=== Excerpted data ===

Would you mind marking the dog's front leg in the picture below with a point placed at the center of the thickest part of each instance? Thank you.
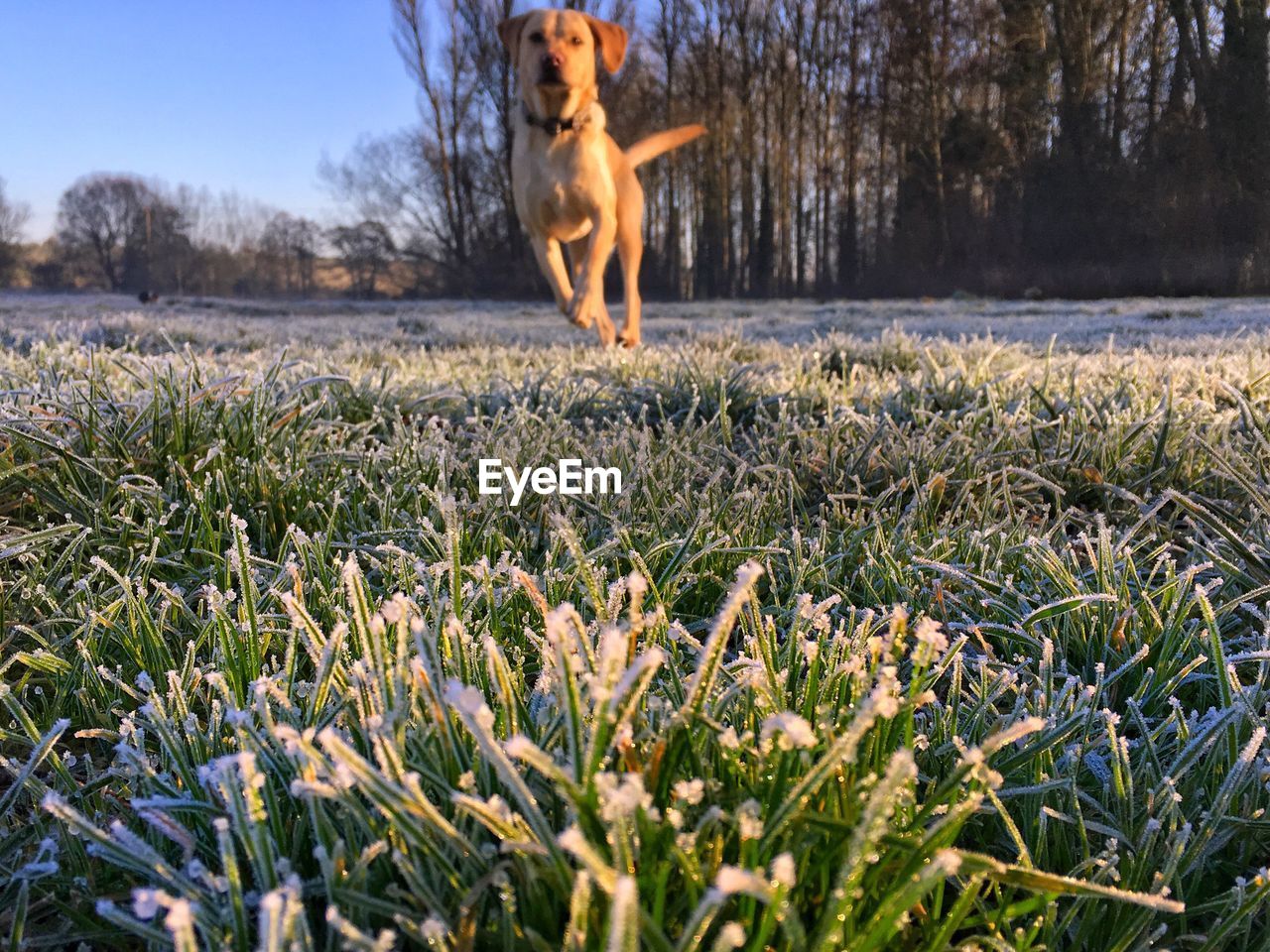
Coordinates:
(552, 262)
(588, 299)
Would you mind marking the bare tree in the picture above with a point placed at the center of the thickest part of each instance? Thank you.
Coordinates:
(365, 250)
(13, 220)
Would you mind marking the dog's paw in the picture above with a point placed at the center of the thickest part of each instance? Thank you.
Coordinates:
(588, 311)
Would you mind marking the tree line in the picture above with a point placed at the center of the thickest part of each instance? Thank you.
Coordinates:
(873, 146)
(125, 234)
(857, 148)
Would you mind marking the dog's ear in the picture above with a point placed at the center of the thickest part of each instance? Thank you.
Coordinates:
(611, 41)
(509, 32)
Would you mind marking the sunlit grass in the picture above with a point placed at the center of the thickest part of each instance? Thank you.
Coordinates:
(885, 647)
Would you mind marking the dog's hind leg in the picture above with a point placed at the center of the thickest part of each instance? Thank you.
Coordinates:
(552, 263)
(630, 250)
(588, 298)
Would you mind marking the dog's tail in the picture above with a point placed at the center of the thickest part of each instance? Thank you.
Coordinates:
(653, 146)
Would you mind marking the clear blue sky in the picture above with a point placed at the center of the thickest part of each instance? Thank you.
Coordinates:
(230, 94)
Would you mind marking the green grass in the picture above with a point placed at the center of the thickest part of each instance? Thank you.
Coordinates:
(885, 647)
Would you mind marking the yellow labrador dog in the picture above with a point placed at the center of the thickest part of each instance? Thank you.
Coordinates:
(572, 182)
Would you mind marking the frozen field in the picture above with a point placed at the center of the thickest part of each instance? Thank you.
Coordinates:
(1188, 324)
(897, 636)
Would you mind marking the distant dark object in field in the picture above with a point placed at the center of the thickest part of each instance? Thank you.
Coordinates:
(1167, 313)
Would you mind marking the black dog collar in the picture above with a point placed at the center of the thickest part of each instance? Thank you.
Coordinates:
(554, 125)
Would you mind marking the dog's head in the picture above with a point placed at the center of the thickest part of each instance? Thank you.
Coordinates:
(556, 50)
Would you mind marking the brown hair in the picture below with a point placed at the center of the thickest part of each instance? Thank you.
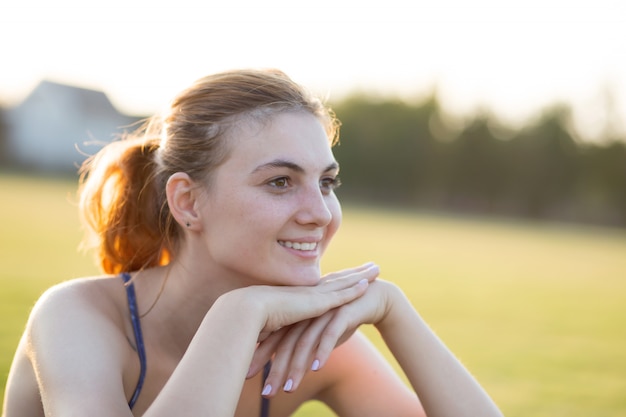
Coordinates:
(123, 204)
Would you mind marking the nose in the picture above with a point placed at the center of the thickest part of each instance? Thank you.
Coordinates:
(313, 207)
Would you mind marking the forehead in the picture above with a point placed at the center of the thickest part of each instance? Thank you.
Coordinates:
(297, 136)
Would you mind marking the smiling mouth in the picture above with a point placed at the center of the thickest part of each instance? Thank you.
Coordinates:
(303, 246)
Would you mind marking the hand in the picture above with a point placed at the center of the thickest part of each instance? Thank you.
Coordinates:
(308, 344)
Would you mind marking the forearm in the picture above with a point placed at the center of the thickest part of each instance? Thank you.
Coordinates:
(444, 386)
(209, 378)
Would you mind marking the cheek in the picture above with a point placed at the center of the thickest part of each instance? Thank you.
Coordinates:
(335, 208)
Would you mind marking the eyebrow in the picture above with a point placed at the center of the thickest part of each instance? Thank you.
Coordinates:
(283, 163)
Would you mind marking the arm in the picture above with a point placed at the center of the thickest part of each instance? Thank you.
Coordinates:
(365, 385)
(80, 354)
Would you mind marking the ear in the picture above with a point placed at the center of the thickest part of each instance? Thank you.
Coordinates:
(182, 197)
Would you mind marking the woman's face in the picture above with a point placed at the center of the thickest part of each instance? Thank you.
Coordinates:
(270, 210)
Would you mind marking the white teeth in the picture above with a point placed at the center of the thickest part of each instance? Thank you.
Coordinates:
(298, 245)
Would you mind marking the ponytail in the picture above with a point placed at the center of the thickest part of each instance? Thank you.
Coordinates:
(123, 200)
(123, 208)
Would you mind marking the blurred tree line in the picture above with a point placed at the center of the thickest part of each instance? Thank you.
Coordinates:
(412, 154)
(397, 153)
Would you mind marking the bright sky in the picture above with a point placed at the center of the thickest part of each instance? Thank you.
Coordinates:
(513, 57)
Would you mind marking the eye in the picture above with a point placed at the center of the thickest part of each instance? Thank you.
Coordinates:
(280, 182)
(329, 184)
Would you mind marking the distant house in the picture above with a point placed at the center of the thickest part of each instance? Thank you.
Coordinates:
(56, 127)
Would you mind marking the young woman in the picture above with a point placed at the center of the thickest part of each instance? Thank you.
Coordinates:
(210, 226)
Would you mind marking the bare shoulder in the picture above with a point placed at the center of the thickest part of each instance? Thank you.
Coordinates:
(76, 304)
(77, 343)
(363, 383)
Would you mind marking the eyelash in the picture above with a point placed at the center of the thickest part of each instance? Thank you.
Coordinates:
(327, 185)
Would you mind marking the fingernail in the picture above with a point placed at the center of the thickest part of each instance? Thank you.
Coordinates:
(288, 385)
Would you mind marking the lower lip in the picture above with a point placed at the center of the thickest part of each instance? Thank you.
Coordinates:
(302, 253)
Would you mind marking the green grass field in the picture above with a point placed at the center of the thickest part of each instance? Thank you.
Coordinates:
(536, 311)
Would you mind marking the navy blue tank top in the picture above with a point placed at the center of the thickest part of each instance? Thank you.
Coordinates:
(141, 350)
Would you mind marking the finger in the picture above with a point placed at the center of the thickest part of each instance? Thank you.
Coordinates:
(276, 378)
(347, 271)
(336, 331)
(264, 351)
(303, 303)
(305, 350)
(368, 271)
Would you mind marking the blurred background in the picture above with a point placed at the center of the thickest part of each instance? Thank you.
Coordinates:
(506, 108)
(488, 138)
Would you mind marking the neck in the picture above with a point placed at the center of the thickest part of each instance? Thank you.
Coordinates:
(182, 293)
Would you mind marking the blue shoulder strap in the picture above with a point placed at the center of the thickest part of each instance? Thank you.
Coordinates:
(141, 350)
(265, 402)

===

• Work task:
No pictures belong in the copy. Repeat the entries exactly.

• Exercise response:
Would you mind marking the dog's front leg in the picture below with a point placed at the center of the thickest part of each instance? Thank you.
Coordinates:
(552, 262)
(588, 299)
Would you mind marking the bare tree in the picture above with a point placed at the center of the thickest part of each instance? Thank you.
Coordinates:
(365, 250)
(13, 220)
Would you mind marking the dog's paw in the picture above with a point placed at the center of the thickest part of each instance? Thank you.
Coordinates:
(588, 311)
Would you mind marking the tree line in the picture above with a point placed at the center of the thickest part of each instance? Thank you.
Coordinates:
(873, 146)
(125, 234)
(857, 148)
Would you mind marking the dog's ear in the picture above with a point placed at the center of the thickest part of each instance? Thank you.
Coordinates:
(611, 41)
(509, 32)
Would you mind marking the sunlit grass in the picture above with a point placed at the center of the thickest part of each instance? Thank you.
Coordinates:
(885, 647)
Would you mind marking the dog's hind leg in the picture above with a point placed at the center of the thickest part of each instance? Thank you.
Coordinates:
(552, 263)
(630, 250)
(588, 298)
Would you mind marking the dog's tail in the picture above with a point placed at the center of the thickest part of each instance? Thank you.
Coordinates:
(653, 146)
Would you mind marking the clear blue sky in the picture above with a point placed at the center of the thickest part of each instance? Thank you.
Coordinates:
(230, 94)
Would you mind marking the green grass in the picture above with a point placed at the center of the thickest part of each instance? Thank you.
Coordinates:
(885, 647)
Would you mind marking the yellow labrador dog in the picture above with a point placed at the center of the thickest part of each instance? Thank you.
Coordinates:
(572, 182)
Would you mind marking the frozen field in the picture above with a point placed at the center of the thickest part of each instance? Thank you.
Coordinates:
(1188, 324)
(897, 636)
Would you mind marking the distant dark object in field in the picture above with a point placed at the center of the thickest part of each instance? Thank you.
Coordinates:
(1167, 313)
Would you mind marking the black dog collar in the picture above with a point placed at the center of the thickest part of each instance? Thank you.
Coordinates:
(554, 125)
Would you mind marking the dog's head in the picture above with a point placed at the center of the thickest part of each instance? Thank you.
Coordinates:
(556, 50)
Would you mind marking the brown hair in the picture below with a point placed at the center of the thickest part of each instance? Thank you.
Coordinates:
(123, 204)
Would you mind marking the nose in the picture above with a point placed at the center of the thickest part of each instance? Thank you.
Coordinates:
(313, 207)
Would you mind marking the forehead in the picture above with a point placed at the center of the thickest part of each instance? Thank you.
Coordinates:
(297, 136)
Would you mind marking the smiling mouth in the picture above with a point placed at the center of the thickest part of each instance? Thank you.
Coordinates:
(303, 246)
Would you mind marking the hand in the picture above with a point placed at the center of the thickest part of each instance? Thank you.
Coordinates:
(308, 344)
Would you mind marking the forearm in the picture above with a point placed at the center of the thickest part of each instance? Thank you.
Coordinates:
(444, 386)
(209, 378)
Would you mind marking the cheek in the picture above with a point placed at the center of the thickest part of each instance? Thank you.
Coordinates:
(335, 208)
Would you mind marking the eyebrow in the picture above with a point placed at the center of the thickest part of each instance? Thank you.
Coordinates:
(283, 163)
Would you mind marking the arm in the picture above with a point placed at the center of the thickest part of each instance? Thank you.
Coordinates:
(365, 385)
(80, 354)
Would you mind marking the ear in the picture above with a point placed at the center of the thickest part of each instance? Thank you.
Coordinates:
(182, 197)
Would you mind marking the woman's face in the picture above with a point placed at the center of the thickest part of each instance? Thank you.
Coordinates:
(270, 210)
Would you mind marking the white teeth in the picture above with a point placed at the center of the thickest part of each instance? Thank you.
Coordinates:
(298, 245)
Would you mind marking the ponytail in the picture above with a point placed at the center of the thickest part of each instance? Thank you.
Coordinates:
(123, 200)
(123, 208)
Would you mind marking the blurred tree line in the picture above with a point placed at the center of the thickest part of each instance? Thank you.
Coordinates:
(412, 154)
(397, 153)
Would you mind marking the bright sky in the picture above with a point placed at the center of the thickest part of each instance? Thank you.
Coordinates:
(513, 57)
Would you mind marking the eye in the picture above with a point placed at the center of the thickest part of each instance? Thank you.
Coordinates:
(280, 182)
(329, 184)
Would you mind marking the distant house in the picture above with a point placed at the center of the thickest part of each instance? Thank you.
Coordinates:
(56, 127)
Would you mind marking the young woman in the picture above with a point placed at the center of the thickest part of each instance? Thank you.
Coordinates:
(210, 226)
Would you mind marking the bare shoulder in the picture above with a point placed at the center of the thickest part of each instance? Thank you.
Coordinates:
(76, 304)
(77, 343)
(363, 383)
Would you mind marking the eyelash in the picture above with a point placed at the center of the thickest part of each instance? Thank you.
Coordinates:
(327, 185)
Would you mind marking the fingernail in the picture above with a point placed at the center of the thickest part of each instance? Thank you.
Coordinates:
(288, 385)
Would you mind marking the lower lip in the picture above with a point placed at the center of the thickest part of each instance? Thank you.
Coordinates:
(302, 253)
Would you mind marking the green grass field in the picture above with a point placed at the center of the thickest part of each instance? Thank you.
Coordinates:
(536, 311)
Would you mind marking the navy blue tank top in the picture above with a point placed at the center of the thickest part of each instance? Thank you.
Coordinates:
(141, 350)
Would you mind marking the finger in the picture above with a point placed at the center of the thickest part of each instance? Thank you.
Coordinates:
(276, 378)
(347, 271)
(336, 331)
(264, 351)
(303, 303)
(305, 350)
(368, 271)
Would you mind marking the blurred background in the picture above with a point placed at the center of the thickest part of each instance? Thank you.
Coordinates:
(506, 108)
(488, 138)
Would you mind marking the neck in the picture above with a point placed at the center of the thickest part of each instance? Thank you.
Coordinates:
(182, 293)
Would you mind marking the blue shoulder strap in the picture above with a point placed at the center of the thickest part of each instance? Thank you.
Coordinates:
(141, 350)
(265, 402)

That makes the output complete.